Prompt a —
Answer these from the sleep data text, one per line:
(i) Which function creates the new column the_date?
(ii) What name does the code give to the average hours spent in bed?
(iii) What type of chart is planned for comparing time asleep with time in bed?

Use group_by() to organize the data by Date_Only, ensuring we aggregate data on a daily basis.
Use summarise() to calculate the average hours spent asleep (average_hrs_asleep) and the average hours spent in bed (average_hrs_bed) for each day across all users.
Use mutate() to create a new column the_date by converting the Date_Only to a proper Date format with as.Date(), for easier plotting and analysis.

average_sleep_data <- sleep_score |>
  group_by(Date_Only) |>
  summarise(
    average_hrs_asleep = mean(time_spent_asleep_hrs),
    average_hrs_bed = mean(time_spent_in_bed_hrs)
  ) |>
  mutate(the_date = as.Date(Date_Only))

Now, we’ll create a line chart to visualize the comparison between the average hours users spend asleep and the total hours they spend in bed each day.

Prompt b — Among the rows, reproduce the stretch from the line containing "like [403, 219]." through the line containing "Query: wooden table", both included, and nothing else.

Provided records —
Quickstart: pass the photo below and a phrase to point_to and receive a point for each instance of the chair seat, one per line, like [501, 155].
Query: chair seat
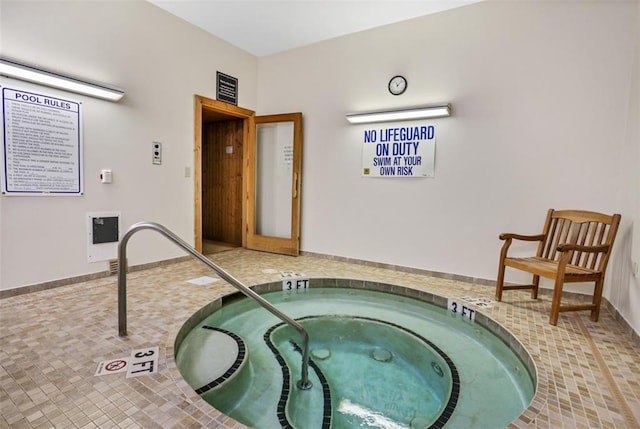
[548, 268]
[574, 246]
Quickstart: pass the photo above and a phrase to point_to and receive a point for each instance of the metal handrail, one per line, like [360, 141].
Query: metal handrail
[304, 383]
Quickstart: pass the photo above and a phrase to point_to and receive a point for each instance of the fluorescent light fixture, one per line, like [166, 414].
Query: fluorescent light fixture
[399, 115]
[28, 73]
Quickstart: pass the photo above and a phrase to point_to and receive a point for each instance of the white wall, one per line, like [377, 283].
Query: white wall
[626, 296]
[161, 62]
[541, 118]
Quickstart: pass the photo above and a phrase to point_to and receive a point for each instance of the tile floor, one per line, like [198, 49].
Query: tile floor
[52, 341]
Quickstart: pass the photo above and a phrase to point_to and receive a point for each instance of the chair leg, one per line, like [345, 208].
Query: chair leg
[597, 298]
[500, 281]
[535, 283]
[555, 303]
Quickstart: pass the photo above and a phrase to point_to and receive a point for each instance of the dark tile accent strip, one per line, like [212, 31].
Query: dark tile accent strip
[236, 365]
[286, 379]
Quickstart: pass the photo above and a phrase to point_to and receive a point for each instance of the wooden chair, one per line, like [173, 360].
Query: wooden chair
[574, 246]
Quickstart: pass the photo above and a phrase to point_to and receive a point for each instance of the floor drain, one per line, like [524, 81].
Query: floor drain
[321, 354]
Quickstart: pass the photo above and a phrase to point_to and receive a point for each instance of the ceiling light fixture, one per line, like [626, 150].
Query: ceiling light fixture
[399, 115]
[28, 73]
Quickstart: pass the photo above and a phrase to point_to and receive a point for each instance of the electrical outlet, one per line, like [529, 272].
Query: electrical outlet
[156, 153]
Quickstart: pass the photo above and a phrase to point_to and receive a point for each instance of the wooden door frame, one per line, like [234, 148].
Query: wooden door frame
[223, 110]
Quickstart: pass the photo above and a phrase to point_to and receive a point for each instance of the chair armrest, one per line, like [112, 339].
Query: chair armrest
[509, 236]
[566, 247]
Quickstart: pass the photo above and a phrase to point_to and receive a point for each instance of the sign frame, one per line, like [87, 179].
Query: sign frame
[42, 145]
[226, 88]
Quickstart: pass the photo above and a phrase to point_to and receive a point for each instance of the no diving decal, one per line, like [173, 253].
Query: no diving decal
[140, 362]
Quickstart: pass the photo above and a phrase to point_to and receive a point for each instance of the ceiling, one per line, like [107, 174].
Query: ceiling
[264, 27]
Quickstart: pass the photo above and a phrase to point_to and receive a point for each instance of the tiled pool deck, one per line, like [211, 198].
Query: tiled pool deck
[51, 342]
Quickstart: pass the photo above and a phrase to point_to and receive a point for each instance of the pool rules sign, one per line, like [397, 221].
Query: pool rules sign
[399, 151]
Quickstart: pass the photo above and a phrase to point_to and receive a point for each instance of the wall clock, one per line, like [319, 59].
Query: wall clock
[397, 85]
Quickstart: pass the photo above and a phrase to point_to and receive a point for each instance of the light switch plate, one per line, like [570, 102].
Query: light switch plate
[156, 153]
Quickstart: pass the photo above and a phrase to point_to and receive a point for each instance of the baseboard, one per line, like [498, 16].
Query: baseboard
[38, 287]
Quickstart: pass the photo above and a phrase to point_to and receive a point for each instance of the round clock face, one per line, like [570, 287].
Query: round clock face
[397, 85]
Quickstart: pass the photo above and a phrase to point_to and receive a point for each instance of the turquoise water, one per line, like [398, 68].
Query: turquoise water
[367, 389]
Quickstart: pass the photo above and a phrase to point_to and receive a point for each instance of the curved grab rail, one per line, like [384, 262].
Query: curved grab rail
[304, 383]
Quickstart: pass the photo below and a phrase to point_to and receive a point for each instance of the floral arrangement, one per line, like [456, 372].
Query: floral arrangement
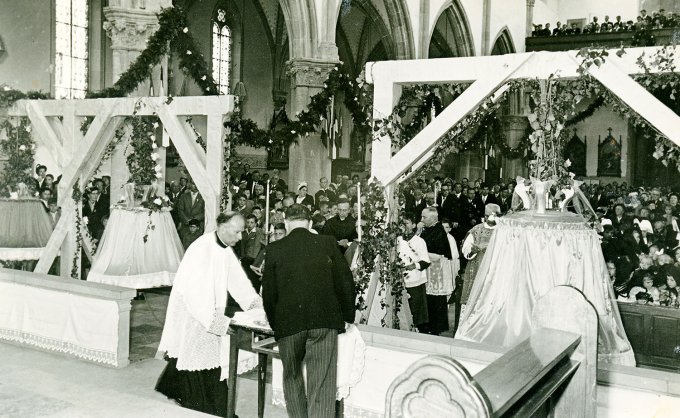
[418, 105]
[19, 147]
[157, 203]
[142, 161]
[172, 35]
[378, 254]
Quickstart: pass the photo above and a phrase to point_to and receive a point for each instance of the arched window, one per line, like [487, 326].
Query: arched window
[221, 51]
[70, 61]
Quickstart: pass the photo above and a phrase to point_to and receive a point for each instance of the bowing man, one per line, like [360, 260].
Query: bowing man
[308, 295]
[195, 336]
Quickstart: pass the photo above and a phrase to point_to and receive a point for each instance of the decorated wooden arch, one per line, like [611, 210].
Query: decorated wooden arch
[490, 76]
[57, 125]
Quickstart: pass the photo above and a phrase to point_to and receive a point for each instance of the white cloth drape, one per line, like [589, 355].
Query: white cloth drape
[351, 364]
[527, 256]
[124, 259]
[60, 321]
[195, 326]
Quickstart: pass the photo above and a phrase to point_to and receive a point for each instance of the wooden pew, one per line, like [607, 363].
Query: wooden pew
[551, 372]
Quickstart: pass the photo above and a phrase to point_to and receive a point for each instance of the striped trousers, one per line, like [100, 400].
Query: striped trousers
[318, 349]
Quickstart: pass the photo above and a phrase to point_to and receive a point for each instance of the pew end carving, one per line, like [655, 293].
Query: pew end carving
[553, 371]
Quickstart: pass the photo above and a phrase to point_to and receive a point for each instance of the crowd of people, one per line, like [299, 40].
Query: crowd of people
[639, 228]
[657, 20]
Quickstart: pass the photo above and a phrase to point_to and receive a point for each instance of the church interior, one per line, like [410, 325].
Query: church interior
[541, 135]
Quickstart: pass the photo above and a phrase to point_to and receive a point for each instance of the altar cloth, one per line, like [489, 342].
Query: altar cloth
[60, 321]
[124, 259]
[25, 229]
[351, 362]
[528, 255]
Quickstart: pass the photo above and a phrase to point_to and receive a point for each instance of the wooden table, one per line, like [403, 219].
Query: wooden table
...
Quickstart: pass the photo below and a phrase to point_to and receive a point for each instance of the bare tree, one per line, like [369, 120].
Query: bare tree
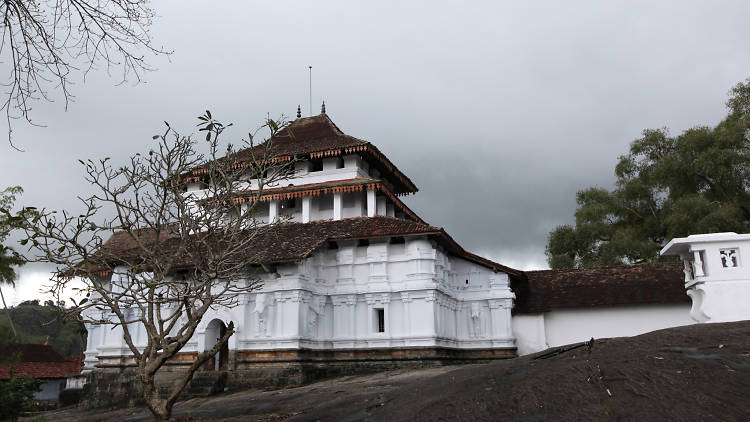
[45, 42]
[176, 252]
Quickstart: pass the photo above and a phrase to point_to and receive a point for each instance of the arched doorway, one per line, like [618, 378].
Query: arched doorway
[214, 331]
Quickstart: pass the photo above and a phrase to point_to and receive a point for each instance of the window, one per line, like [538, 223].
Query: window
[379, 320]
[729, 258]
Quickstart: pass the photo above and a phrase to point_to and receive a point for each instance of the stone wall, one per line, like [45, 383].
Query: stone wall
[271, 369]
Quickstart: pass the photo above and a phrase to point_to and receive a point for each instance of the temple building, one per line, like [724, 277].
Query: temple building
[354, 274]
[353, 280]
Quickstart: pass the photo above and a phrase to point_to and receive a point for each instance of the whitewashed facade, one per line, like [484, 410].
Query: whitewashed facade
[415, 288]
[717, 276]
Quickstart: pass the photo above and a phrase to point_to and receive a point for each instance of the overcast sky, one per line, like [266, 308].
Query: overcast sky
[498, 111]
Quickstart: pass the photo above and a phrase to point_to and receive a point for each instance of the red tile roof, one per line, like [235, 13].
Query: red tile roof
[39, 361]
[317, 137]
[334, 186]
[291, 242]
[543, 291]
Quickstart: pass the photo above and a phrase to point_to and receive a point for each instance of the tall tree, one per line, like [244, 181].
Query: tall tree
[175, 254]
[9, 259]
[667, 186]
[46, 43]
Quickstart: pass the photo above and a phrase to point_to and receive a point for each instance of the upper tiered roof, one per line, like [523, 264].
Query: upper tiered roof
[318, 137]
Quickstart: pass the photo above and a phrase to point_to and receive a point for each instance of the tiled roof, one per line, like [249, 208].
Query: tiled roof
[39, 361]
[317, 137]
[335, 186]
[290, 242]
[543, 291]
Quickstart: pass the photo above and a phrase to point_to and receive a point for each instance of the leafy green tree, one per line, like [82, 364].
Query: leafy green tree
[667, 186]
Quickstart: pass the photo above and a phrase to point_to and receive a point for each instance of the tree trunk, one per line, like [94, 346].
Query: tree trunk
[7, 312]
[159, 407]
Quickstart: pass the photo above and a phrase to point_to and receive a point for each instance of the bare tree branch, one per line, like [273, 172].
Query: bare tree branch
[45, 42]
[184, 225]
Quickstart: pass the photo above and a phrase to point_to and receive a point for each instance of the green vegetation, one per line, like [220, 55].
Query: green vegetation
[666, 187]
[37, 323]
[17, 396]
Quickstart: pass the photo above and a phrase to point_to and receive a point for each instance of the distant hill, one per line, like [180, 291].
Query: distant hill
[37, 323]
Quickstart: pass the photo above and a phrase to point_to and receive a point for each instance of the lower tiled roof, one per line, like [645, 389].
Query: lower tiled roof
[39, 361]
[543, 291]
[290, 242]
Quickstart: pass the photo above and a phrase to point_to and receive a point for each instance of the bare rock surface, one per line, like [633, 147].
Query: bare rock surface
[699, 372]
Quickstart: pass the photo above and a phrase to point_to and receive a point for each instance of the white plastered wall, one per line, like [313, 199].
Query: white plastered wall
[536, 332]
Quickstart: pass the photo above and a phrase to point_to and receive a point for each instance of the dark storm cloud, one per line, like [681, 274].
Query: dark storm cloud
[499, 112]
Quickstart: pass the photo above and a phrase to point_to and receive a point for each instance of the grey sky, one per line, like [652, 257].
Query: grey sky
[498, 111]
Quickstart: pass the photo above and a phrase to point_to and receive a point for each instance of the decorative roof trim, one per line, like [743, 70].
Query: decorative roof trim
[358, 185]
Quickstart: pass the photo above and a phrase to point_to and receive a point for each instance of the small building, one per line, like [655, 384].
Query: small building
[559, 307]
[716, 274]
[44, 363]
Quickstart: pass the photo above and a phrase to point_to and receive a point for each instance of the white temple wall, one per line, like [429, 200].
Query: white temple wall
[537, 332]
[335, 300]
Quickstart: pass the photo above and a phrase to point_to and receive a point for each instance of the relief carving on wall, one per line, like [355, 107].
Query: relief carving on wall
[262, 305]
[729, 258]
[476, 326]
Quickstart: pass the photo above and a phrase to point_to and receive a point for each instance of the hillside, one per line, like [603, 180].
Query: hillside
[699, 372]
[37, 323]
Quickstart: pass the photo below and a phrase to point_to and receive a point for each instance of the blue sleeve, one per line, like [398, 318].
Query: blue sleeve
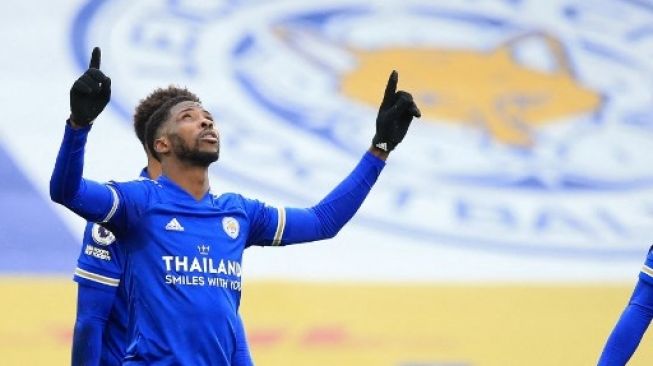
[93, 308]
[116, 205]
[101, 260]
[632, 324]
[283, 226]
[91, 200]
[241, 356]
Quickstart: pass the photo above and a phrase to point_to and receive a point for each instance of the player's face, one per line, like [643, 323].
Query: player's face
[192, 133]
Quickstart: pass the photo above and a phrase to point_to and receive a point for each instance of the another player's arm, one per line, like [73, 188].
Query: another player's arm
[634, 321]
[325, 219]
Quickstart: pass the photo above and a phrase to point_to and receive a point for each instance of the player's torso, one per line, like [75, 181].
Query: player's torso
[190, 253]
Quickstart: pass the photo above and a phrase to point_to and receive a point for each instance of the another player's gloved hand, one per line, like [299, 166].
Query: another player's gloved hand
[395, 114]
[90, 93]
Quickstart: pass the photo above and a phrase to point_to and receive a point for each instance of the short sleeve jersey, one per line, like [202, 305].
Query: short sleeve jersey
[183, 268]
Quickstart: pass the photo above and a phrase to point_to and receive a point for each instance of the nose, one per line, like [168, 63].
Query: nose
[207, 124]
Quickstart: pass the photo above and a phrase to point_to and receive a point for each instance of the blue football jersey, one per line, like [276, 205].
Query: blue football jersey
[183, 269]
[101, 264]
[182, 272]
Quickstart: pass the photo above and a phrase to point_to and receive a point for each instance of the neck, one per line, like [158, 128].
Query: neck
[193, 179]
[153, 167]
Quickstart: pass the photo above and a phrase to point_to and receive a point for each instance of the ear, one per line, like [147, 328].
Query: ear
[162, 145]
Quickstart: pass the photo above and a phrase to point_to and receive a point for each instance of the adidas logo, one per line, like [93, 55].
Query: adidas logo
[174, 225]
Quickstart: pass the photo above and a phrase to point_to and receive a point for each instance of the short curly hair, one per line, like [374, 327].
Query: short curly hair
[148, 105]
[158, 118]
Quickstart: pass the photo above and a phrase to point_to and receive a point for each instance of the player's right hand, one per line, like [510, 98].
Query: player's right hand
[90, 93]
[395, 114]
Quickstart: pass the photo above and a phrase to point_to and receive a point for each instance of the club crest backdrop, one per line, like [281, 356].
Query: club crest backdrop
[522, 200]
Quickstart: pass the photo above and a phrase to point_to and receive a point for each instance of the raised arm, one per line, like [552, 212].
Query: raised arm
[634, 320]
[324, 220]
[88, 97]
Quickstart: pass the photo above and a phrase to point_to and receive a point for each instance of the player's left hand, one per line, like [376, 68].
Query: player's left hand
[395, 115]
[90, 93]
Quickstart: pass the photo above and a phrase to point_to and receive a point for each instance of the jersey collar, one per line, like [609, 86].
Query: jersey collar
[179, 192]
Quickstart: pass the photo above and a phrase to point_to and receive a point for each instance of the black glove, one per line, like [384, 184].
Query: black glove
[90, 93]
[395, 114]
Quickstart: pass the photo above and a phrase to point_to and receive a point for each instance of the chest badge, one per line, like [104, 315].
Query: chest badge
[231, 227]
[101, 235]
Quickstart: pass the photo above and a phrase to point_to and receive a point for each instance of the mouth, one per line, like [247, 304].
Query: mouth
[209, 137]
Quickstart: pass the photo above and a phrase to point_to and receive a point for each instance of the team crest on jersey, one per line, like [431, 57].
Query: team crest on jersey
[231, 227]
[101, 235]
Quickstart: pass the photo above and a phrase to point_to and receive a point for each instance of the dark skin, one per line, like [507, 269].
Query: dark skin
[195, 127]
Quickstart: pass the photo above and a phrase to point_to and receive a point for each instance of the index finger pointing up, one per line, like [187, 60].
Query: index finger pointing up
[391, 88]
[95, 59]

Expected output a —
(i) mutate()
(ii) average_hrs_bed
(iii) A line chart

Expected output b —
Quickstart: pass the photo above and a phrase to point_to and receive a point for each instance of the wooden table, one per line, like [403, 219].
Query: wooden table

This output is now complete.